• **ABOUT THIS EXERCISE**
Continue the passage on approved cell and gene therapies, beginning immediately after its final sentence.

** PASSAGE FOR REVIEW follows **

That picture stands in stark contrast to the current roster of approved cell and gene therapies. Those consist of two CAR-T cell therapies for blood cancers – Novartis’s Kymriah (tisagenlecleucel) and Gilead Sciences’ Yescarta (axicabtagene ciloleucel) – and one gene therapy, Spark Therapeutics’ Luxturna (voretigene neparvovec-rzyl), for a rare, inherited form of blindness.
For the application review of Kymriah’s initial approval in August 2017, for acute lymphoblastic leukemia in children and young adults, the agency convened the Oncologic Drugs Advisory Committee, a panel of outside experts who offer advice on approvals when the agency requests it. But it did not do so for Yescarta’s approval two months later for diffuse large B-cell lymphoma in adults, nor did it for Kymriah in DLBCL – the relative ease of the latter approvals indicating the agency had quickly become more comfortable approving the then-unprecedented cell therapies.
But Gottlieb noted there are now more than 800 active INDs for cell and gene therapies on file with the FDA. In a panel discussion at last week’s Biotech Showcase in San Francisco, which coincides with the annual J.P. Morgan Healthcare Conference, Iovance Biotherapeutics CEO Maria Fardis noted that competition in CAR-T therapy is heating up at clinical trial centers, making it harder to recruit patients. She was speaking in the context of CAR-Ts for solid tumors, which remain a much less well-established area of the field than blood cancers. Other types of cell therapies are in development as well, including T-cell receptors and tumor-infiltrating lymphocytes, respectively also known as TCRs and TILs.

** End of PASSAGE FOR REVIEW **
** SUPPLIED RECORDS follows **

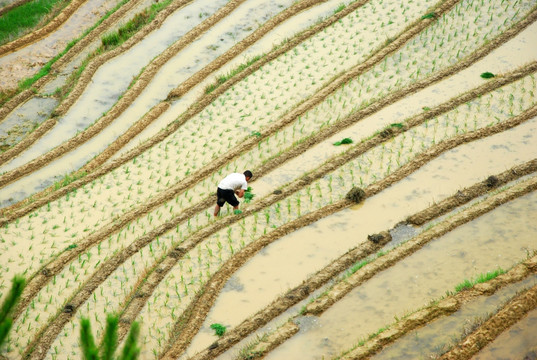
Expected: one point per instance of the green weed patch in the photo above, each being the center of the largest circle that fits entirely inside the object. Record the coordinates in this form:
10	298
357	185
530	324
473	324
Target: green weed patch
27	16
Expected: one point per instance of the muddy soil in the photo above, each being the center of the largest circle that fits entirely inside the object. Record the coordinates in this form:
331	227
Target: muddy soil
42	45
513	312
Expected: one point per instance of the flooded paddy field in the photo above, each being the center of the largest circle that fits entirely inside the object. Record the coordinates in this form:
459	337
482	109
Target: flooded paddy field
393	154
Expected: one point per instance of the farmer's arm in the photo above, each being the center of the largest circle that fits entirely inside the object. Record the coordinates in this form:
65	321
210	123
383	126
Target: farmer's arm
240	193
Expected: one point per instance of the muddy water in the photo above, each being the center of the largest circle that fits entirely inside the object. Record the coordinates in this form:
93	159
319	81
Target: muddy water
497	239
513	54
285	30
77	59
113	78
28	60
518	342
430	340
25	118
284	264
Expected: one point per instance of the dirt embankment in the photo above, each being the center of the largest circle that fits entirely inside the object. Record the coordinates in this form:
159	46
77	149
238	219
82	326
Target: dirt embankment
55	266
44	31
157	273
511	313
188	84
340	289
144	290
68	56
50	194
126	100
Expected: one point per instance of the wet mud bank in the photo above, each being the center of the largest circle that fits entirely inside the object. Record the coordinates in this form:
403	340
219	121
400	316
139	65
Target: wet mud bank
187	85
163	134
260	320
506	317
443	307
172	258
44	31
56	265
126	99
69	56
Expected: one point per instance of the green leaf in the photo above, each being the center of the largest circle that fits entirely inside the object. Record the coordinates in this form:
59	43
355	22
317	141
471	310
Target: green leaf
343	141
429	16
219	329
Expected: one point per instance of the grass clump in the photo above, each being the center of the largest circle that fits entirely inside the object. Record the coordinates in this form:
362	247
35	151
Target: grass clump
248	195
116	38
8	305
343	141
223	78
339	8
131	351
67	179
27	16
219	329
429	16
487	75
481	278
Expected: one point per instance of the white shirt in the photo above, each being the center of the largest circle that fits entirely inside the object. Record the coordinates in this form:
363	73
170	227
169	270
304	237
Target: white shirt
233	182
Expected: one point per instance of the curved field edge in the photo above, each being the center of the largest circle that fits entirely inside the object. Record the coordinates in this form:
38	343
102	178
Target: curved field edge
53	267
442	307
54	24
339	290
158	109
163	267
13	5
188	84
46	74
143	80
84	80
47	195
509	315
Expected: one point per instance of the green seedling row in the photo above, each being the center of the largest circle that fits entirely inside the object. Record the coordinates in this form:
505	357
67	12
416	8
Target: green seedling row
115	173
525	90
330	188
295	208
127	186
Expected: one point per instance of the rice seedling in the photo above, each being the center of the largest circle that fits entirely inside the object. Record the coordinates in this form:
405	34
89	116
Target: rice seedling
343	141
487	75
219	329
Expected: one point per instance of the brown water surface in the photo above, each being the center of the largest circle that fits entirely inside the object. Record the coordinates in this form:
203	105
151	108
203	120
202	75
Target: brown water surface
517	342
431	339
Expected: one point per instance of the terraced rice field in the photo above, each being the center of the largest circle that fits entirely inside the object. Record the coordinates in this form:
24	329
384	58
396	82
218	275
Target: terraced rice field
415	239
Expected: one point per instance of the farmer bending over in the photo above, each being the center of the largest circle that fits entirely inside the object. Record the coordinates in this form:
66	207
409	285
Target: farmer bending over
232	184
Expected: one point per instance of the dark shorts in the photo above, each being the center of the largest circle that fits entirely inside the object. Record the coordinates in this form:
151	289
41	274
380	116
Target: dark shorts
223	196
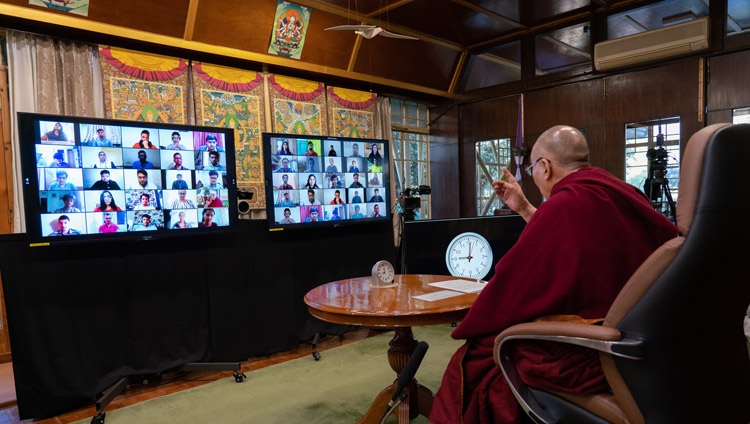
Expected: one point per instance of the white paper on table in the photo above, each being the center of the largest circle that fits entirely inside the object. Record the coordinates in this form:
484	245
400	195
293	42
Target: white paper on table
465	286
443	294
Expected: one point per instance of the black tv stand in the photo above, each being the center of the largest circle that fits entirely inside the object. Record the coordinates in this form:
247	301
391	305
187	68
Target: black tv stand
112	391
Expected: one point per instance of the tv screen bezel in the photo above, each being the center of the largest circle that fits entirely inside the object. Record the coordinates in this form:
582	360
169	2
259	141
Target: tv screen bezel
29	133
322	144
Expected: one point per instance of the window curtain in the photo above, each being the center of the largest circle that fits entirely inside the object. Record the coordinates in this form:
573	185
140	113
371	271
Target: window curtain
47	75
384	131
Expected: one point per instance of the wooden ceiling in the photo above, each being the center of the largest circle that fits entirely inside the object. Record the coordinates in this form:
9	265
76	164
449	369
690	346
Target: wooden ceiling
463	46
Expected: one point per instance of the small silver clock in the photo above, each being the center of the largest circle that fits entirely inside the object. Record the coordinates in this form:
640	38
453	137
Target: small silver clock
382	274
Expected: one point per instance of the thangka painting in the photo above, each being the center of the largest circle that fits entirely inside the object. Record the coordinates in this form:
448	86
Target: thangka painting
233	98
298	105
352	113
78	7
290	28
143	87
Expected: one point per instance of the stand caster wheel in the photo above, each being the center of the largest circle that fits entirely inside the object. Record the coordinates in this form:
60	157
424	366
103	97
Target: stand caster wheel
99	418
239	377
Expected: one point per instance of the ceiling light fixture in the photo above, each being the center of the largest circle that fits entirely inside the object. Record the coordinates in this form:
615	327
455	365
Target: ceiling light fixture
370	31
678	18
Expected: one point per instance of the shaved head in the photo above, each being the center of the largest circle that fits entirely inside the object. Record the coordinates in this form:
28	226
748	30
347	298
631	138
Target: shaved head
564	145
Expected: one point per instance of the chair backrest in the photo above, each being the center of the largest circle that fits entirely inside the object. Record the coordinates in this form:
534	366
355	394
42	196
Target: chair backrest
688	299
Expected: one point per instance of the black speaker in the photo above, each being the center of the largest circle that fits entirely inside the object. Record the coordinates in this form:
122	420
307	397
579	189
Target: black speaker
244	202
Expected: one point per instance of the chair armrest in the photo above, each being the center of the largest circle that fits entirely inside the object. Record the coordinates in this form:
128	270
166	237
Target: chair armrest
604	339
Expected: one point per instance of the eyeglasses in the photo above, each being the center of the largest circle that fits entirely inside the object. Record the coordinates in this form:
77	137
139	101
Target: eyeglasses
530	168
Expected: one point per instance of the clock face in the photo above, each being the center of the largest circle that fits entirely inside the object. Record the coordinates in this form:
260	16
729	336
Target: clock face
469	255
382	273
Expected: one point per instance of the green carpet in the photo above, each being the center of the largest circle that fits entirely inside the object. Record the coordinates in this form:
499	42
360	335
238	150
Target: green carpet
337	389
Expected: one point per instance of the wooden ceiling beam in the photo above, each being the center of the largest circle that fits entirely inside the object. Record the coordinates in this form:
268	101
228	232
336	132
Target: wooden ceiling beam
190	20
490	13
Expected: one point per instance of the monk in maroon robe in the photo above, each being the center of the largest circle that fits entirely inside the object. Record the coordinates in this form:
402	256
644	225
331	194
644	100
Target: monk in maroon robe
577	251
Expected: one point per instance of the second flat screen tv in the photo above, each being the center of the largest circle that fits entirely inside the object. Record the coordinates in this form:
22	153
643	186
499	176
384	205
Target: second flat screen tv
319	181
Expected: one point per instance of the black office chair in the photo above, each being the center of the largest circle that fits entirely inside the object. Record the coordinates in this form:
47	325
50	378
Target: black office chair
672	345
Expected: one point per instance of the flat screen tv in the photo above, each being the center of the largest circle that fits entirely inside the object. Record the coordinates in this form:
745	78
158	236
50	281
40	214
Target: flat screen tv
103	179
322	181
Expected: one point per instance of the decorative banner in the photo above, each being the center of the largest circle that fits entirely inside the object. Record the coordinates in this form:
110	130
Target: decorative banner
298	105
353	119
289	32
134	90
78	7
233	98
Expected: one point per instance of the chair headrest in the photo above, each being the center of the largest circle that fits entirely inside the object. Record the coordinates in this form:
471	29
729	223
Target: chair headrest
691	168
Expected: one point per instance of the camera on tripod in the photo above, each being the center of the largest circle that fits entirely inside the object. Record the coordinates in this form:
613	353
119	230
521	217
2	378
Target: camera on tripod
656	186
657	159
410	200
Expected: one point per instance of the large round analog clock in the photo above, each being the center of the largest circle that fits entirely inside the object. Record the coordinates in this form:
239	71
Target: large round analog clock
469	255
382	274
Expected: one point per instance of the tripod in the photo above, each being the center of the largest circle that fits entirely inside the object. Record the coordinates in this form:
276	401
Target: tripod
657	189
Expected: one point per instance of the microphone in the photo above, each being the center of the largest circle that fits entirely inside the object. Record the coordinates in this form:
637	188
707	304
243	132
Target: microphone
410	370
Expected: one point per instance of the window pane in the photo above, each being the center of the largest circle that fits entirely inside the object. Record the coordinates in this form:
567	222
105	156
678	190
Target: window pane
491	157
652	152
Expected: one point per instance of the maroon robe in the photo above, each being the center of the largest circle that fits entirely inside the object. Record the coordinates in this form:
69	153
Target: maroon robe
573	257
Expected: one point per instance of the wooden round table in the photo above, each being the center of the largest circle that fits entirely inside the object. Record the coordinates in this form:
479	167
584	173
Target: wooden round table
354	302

** End of SUPPLIED RECORDS **

• **RESULT**
Of course, the announcement took place against the background of the ongoing government shutdown. As a result, the FDA is currently only able to perform activities covered by user fees paid before the impasse, but is unable to perform many activities for which user fees had not yet been paid.
Several cell and gene therapy products are expected to reach the market in the near term. Celgene anticipates two CAR-T filings: bb2121 in multiple myeloma; and lisocabtagene maraleucel, which it acquired when it bought Juno Therapeutics last year. Both therapies were touted as near-term opportunities in Bristol-Myers Squibb’s recent $74 billion acquisition of Celgene. Separately, bluebird also anticipates approval in the US by next year for LentiGlobin for transfusion-dependent beta-thalassemia. BioMarin Pharmaceutical also anticipates filing for approval of valoctocogene roxaparvovec in hemophilia A.